■ **Exercise details**:
Each entry below is to be extracted exactly.

#####

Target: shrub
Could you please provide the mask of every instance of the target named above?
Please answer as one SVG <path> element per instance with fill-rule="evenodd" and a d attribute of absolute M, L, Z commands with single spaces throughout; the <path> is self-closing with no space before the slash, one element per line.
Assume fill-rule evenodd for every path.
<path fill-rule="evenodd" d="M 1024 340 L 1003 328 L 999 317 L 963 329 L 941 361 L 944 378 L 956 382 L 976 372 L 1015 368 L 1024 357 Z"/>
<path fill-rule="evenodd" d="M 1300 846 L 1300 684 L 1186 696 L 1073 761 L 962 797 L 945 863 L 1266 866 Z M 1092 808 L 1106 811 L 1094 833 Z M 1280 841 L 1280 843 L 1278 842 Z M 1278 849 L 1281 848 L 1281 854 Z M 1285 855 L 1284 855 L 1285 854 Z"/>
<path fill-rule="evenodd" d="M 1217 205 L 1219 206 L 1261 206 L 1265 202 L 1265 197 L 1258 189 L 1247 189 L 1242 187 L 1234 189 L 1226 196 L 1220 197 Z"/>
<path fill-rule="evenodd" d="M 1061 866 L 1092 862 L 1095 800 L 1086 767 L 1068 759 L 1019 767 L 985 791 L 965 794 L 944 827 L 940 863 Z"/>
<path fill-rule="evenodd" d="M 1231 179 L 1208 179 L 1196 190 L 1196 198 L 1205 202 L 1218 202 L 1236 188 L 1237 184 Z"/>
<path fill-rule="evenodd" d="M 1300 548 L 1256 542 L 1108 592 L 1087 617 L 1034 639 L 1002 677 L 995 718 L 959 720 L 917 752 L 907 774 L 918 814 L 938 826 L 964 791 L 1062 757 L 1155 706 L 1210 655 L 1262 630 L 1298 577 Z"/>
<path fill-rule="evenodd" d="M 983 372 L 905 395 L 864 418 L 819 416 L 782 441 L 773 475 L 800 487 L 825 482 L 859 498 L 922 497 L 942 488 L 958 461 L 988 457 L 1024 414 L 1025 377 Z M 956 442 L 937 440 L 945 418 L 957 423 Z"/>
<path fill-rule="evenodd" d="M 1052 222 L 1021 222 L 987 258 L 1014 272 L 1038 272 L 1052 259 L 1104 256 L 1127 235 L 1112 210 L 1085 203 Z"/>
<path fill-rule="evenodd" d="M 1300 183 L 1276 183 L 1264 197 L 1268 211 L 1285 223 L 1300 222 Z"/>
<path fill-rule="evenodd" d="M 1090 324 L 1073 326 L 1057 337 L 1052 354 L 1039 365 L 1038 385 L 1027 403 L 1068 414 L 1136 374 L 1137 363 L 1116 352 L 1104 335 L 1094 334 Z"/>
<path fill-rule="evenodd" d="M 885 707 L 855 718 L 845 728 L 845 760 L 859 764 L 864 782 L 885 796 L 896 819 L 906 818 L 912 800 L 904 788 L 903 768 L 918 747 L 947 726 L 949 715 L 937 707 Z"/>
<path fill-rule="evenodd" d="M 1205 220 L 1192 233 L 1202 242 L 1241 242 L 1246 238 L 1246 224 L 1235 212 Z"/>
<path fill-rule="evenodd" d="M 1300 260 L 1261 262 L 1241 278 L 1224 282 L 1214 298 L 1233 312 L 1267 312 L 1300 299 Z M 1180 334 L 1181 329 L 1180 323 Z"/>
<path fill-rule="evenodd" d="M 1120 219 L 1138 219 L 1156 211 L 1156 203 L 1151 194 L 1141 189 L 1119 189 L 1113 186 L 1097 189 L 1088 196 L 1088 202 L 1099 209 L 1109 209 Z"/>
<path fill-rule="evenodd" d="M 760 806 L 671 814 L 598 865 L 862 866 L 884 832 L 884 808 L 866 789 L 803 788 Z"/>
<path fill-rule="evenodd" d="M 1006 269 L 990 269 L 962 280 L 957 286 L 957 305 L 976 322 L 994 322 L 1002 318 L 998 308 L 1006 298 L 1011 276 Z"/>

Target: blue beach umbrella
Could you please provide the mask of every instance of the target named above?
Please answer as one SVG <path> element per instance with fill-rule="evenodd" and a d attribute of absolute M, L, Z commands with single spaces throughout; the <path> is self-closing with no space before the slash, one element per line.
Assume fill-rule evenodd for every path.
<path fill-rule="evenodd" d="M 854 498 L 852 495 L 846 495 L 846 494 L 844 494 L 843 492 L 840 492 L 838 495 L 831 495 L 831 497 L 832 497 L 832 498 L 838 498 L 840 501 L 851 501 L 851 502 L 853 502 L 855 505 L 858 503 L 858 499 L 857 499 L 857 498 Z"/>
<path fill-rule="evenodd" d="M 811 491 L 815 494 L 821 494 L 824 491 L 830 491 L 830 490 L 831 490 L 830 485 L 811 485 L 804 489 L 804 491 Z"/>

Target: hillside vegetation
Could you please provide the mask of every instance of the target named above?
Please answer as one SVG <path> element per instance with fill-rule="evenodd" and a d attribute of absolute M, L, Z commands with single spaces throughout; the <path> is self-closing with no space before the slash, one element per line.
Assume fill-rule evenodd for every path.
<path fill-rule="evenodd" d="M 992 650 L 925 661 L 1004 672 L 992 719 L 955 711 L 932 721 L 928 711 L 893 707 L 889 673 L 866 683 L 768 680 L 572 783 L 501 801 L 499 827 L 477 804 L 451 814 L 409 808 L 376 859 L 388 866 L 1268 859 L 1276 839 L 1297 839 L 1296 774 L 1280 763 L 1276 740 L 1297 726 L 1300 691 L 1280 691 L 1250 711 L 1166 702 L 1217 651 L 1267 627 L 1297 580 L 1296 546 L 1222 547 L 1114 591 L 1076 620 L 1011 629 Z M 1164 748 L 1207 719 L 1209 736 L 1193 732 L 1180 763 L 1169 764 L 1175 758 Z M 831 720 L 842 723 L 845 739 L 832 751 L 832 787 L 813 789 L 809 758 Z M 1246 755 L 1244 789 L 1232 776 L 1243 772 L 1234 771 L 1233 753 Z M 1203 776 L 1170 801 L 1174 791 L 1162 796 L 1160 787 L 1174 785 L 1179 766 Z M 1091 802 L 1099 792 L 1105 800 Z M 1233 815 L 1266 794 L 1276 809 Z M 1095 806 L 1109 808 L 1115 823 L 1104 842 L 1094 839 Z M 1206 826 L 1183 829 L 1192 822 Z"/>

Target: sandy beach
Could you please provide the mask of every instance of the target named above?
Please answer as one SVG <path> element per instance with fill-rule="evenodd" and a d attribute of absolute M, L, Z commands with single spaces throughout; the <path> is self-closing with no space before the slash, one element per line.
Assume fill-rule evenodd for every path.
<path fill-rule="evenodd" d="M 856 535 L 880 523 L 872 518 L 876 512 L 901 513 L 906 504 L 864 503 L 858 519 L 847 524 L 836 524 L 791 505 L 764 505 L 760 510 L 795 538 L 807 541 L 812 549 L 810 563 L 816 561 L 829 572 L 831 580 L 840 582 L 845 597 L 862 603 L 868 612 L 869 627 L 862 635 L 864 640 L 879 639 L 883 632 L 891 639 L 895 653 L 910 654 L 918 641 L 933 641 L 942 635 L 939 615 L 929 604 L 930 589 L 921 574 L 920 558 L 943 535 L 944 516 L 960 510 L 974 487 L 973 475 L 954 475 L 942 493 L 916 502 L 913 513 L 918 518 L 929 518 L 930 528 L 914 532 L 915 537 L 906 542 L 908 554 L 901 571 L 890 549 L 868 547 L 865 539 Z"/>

#####

■ **Exercise solution**:
Target: shrub
Could you please provide the mask of every instance of the target named above?
Please answer as one SVG <path> element per instance with fill-rule="evenodd" and a d attribute of absolute M, L, Z commands with single spaces throughout; the <path> is self-closing with no space before the slash, one element per line.
Assume fill-rule evenodd for every path.
<path fill-rule="evenodd" d="M 1024 340 L 1003 328 L 999 317 L 963 329 L 941 361 L 944 378 L 956 382 L 976 372 L 1015 368 L 1024 357 Z"/>
<path fill-rule="evenodd" d="M 1300 846 L 1300 684 L 1186 696 L 1073 761 L 962 797 L 945 863 L 1266 866 Z M 1092 808 L 1106 811 L 1094 833 Z M 1280 841 L 1280 843 L 1278 842 Z M 1278 849 L 1281 848 L 1281 854 Z M 1285 855 L 1284 855 L 1285 854 Z"/>
<path fill-rule="evenodd" d="M 1217 205 L 1219 206 L 1261 206 L 1265 202 L 1265 197 L 1258 189 L 1247 189 L 1242 187 L 1234 189 L 1226 196 L 1220 197 Z"/>
<path fill-rule="evenodd" d="M 1061 866 L 1092 862 L 1095 800 L 1086 767 L 1068 759 L 1019 767 L 985 791 L 965 794 L 944 827 L 940 863 Z"/>
<path fill-rule="evenodd" d="M 1231 179 L 1208 179 L 1196 190 L 1196 198 L 1205 202 L 1218 202 L 1236 188 L 1237 184 Z"/>
<path fill-rule="evenodd" d="M 1300 548 L 1256 542 L 1108 592 L 1087 617 L 1034 639 L 1002 677 L 995 718 L 959 720 L 917 752 L 907 774 L 918 814 L 938 826 L 964 791 L 1062 757 L 1155 706 L 1210 655 L 1262 630 L 1298 577 Z"/>
<path fill-rule="evenodd" d="M 983 372 L 905 395 L 864 418 L 819 416 L 782 441 L 773 475 L 800 487 L 825 482 L 859 498 L 922 497 L 942 488 L 958 461 L 988 457 L 1024 414 L 1025 377 Z M 956 442 L 937 440 L 945 418 L 957 423 Z"/>
<path fill-rule="evenodd" d="M 1052 222 L 1021 222 L 987 258 L 1014 272 L 1038 272 L 1052 259 L 1104 256 L 1127 235 L 1112 210 L 1085 203 Z"/>
<path fill-rule="evenodd" d="M 1300 183 L 1276 183 L 1264 197 L 1268 211 L 1285 223 L 1300 222 Z"/>
<path fill-rule="evenodd" d="M 1090 324 L 1073 326 L 1057 337 L 1052 354 L 1039 365 L 1038 385 L 1027 403 L 1068 414 L 1136 374 L 1137 363 L 1116 352 L 1104 335 L 1094 334 Z"/>
<path fill-rule="evenodd" d="M 885 707 L 855 718 L 845 728 L 845 760 L 859 764 L 864 782 L 885 796 L 896 819 L 906 818 L 912 800 L 904 788 L 903 768 L 918 747 L 947 726 L 949 715 L 937 707 Z"/>
<path fill-rule="evenodd" d="M 1205 220 L 1192 233 L 1202 242 L 1241 242 L 1246 238 L 1246 224 L 1235 212 Z"/>
<path fill-rule="evenodd" d="M 1300 260 L 1261 262 L 1241 278 L 1224 282 L 1214 298 L 1233 312 L 1267 312 L 1300 299 Z M 1180 334 L 1181 329 L 1180 323 Z"/>
<path fill-rule="evenodd" d="M 1120 219 L 1138 219 L 1156 211 L 1156 203 L 1151 194 L 1141 189 L 1119 189 L 1113 186 L 1097 189 L 1088 196 L 1088 202 L 1099 209 L 1109 209 Z"/>
<path fill-rule="evenodd" d="M 760 806 L 671 814 L 598 865 L 862 866 L 884 832 L 884 808 L 866 789 L 803 788 Z"/>
<path fill-rule="evenodd" d="M 1006 269 L 990 269 L 962 280 L 957 286 L 957 305 L 976 322 L 994 322 L 1002 318 L 998 308 L 1006 298 L 1011 276 Z"/>

Target: blue beach umbrella
Could you please provide the mask of every instance of the target named above?
Please answer as one SVG <path> element per instance with fill-rule="evenodd" and a d attribute of absolute M, L, Z commands with single spaces throughout; the <path> is self-closing with no space before the slash, one element per line.
Assume fill-rule evenodd for every path.
<path fill-rule="evenodd" d="M 854 498 L 852 495 L 846 495 L 846 494 L 844 494 L 843 492 L 840 492 L 838 495 L 831 495 L 831 497 L 832 497 L 832 498 L 838 498 L 840 501 L 851 501 L 851 502 L 853 502 L 855 505 L 858 503 L 858 499 L 857 499 L 857 498 Z"/>
<path fill-rule="evenodd" d="M 811 491 L 815 494 L 821 494 L 824 491 L 830 491 L 830 490 L 831 490 L 830 485 L 811 485 L 804 489 L 804 491 Z"/>

Target: hillside vegetation
Could you please provide the mask of every instance of the target named above?
Please answer as one SVG <path> element per instance with fill-rule="evenodd" and a d attribute of absolute M, L, Z commands with single spaces throughout; the <path> is self-closing with no space before the slash, one element per line.
Assume fill-rule evenodd for every path.
<path fill-rule="evenodd" d="M 992 650 L 925 661 L 1004 672 L 992 719 L 955 711 L 932 721 L 928 711 L 893 707 L 889 673 L 866 683 L 768 680 L 572 783 L 501 801 L 499 827 L 477 804 L 451 814 L 409 808 L 376 859 L 388 866 L 1268 859 L 1276 839 L 1297 839 L 1296 774 L 1280 763 L 1276 740 L 1297 726 L 1300 691 L 1280 691 L 1250 711 L 1166 702 L 1217 651 L 1267 627 L 1297 580 L 1296 546 L 1222 547 L 1114 591 L 1076 620 L 1011 629 Z M 1164 748 L 1207 719 L 1209 736 L 1193 732 L 1180 763 L 1169 764 L 1175 758 Z M 831 720 L 842 723 L 845 739 L 832 751 L 832 787 L 813 789 L 809 758 Z M 1246 755 L 1244 789 L 1232 776 L 1243 772 L 1234 771 L 1233 753 Z M 1203 776 L 1170 801 L 1174 791 L 1162 796 L 1160 787 L 1174 785 L 1179 766 Z M 1091 802 L 1099 792 L 1105 800 Z M 1233 815 L 1266 794 L 1276 809 Z M 1095 806 L 1109 808 L 1115 823 L 1104 842 L 1094 839 Z M 1206 826 L 1183 829 L 1192 822 Z"/>

Target: sandy beach
Could you please provide the mask of every instance of the target named above?
Please answer as one SVG <path> element per instance with fill-rule="evenodd" and a d attribute of absolute M, L, Z commands with single spaces throughout; the <path> is self-closing with no space before the slash, one element per line.
Assume fill-rule evenodd for every path.
<path fill-rule="evenodd" d="M 856 535 L 880 523 L 872 518 L 876 512 L 901 513 L 906 504 L 864 503 L 858 519 L 847 524 L 836 524 L 791 505 L 764 505 L 760 510 L 795 538 L 807 541 L 812 549 L 810 563 L 816 561 L 829 572 L 831 580 L 840 582 L 845 597 L 862 603 L 868 612 L 869 627 L 862 635 L 864 640 L 879 639 L 883 632 L 891 639 L 895 653 L 910 654 L 918 641 L 933 641 L 942 635 L 939 615 L 929 604 L 930 589 L 921 574 L 920 558 L 943 535 L 944 516 L 960 510 L 974 487 L 973 475 L 954 475 L 942 493 L 916 502 L 913 513 L 918 518 L 929 518 L 930 528 L 914 532 L 915 537 L 906 542 L 908 554 L 901 571 L 890 549 L 868 547 L 865 539 Z"/>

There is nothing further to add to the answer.